> [Passage choisi]
##########
La page du site Internet Wikipédia relative à cette cathédrale nous apprend ceci :

« Histoire : Le site où se trouve la cathédrale de Syracuse a été sans interruption le principal lieu de culte de Syracuse depuis que les Sicules vinrent s'y installer. Les conquérants grecs y érigèrent ensuite un temple ionique. Au début du Ve siècle av. J.-C., Gélon, le tyran de Syracuse, fit bâtir à côté un temple dorique imposant, le plus important de la polis, dédié à Athéna. Le site conserva son éminente fonction sacrale tout au long de l'antiquité grecque et romaine.

Avec l'avènement du christianisme, le temple devint une église chrétienne qui hébergea, comme le rappelle une inscription sculptée sur ses murs, la première communauté chrétienne à avoir vu le jour en Europe. La cathédrale de Syracuse devint alors la deuxième église dédiée au Christ après celle d'Antioche et la première église chrétienne d'Occident.

Les Byzantins imprimèrent leur style au nouvel édifice chrétien. Lors de la conquête (878) et de la destruction de Syracuse par les musulmans, la cathédrale fut épargnée, mais elle fut ensuite transformée en une mosquée.

Avec les Normands, la ville retrouve le christianisme (1086), la cathédrale reprend son rôle d'église catholique et on lui donne une nouvelle façade dans le style de l'époque, majestueuse et austère.

Pendant le terrible tremblement de terre de 1693, qui réduisit en ruines plusieurs villes de la Sicile orientale, dont une grande partie de Syracuse, la cathédrale resta sur pied ; sa façade normande fut néanmoins détruite, mais sa structure interne, y compris les colonnes du temple grec, fut préservée. Avant la fin de l'époque espagnole (1713), la cathédrale fut reconstruite en style baroque, mais elle conserve encore de nombreux éléments témoignant des différentes périodes qu'elle a traversées.
##########
> [Matériel fourni]

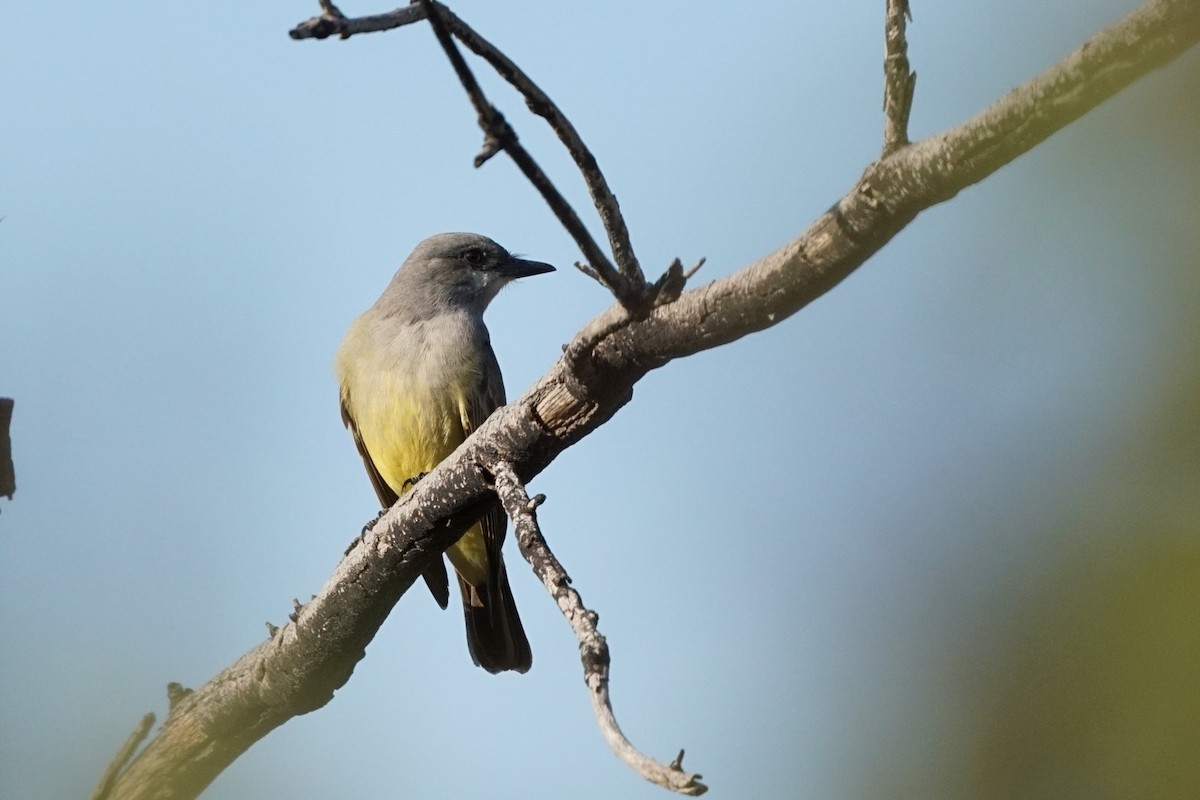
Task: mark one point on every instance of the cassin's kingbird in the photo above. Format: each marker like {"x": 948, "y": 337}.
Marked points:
{"x": 418, "y": 374}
##########
> [Tâches à faire]
(A) D'après le passage sur la cathédrale de Syracuse, qui a fait construire le temple dorique dédié à Athéna ?
(B) Poursuivez le passage sur la cathédrale de Syracuse à partir de sa dernière phrase.

> [Réponses dans l'ordre]
(A) Gélon, le tyran de Syracuse, au début du Ve siècle av. J.-C.

(B)
»


Remarques concernant ce texte. En absence du relevé des textes d'époque relatant ces événements, il nous est difficile de faire la différence entre ce qui relève de l'histoire réelle et ce qui relève d'une histoire réinventée. Nous retrouvons cependant des poncifs dans la lecture de certaines phrases. Ainsi celui de « destruction » dans la phrase « Lors de la conquête (878) et de la destruction de Syracuse par les musulmans, la cathédrale fut épargnée, mais elle fut ensuite transformée en une mosquée». Le mot « destruction » est la plupart du temps utilisé par des historiens modernes lorsqu'une ville ou un monument ont été occupés par une population ennemie, en général désignée comme « barbare » : « Ville X détruite par les Arabes, monastère Y détruit par les Normands » , Dans chacune de ces phrases, la destruction est conçue comme totale, menant à la disparition de la totalité des monuments de la ville. Dans le cas présent, la disparition n'a pas été totale, puisqu’un monument a été épargné, la cathédrale, …. qui a été ensuite transformée en mosquée. En conséquence, à la lecture de cette phrase du texte de Wikipédia, nous ne savons pas où se situe la vérité. Soit il existe un texte authentique montrant que la cathédrale a été transformée en mosquée par les Arabes, et un autre texte montrant qu'elle est redevenue chrétienne avec les Normands. Soit le texte découle du raisonnement suivant : en 878, la ville de Syracuse a été prise par les Arabes, donc elle a été entièrement détruite par ceux-ci. Mais la cathédrale n'a pas été détruite. Pourquoi donc cet oubli de la part des Arabes ? Parce qu'elle a été transformée en mosquée ! Où se situe donc la vérité ? En fait, comme cela arrive dans la plupart des cas, le texte de Wikipédia n'est qu'une copie, de copie, de copie, …, d'un document plus ancien qui ne remonte qu'au XIXe siècle. En admettant que ce texte s'inspire d'un document authentique, il existe une probabilité non négligeable que ce document ait disparu.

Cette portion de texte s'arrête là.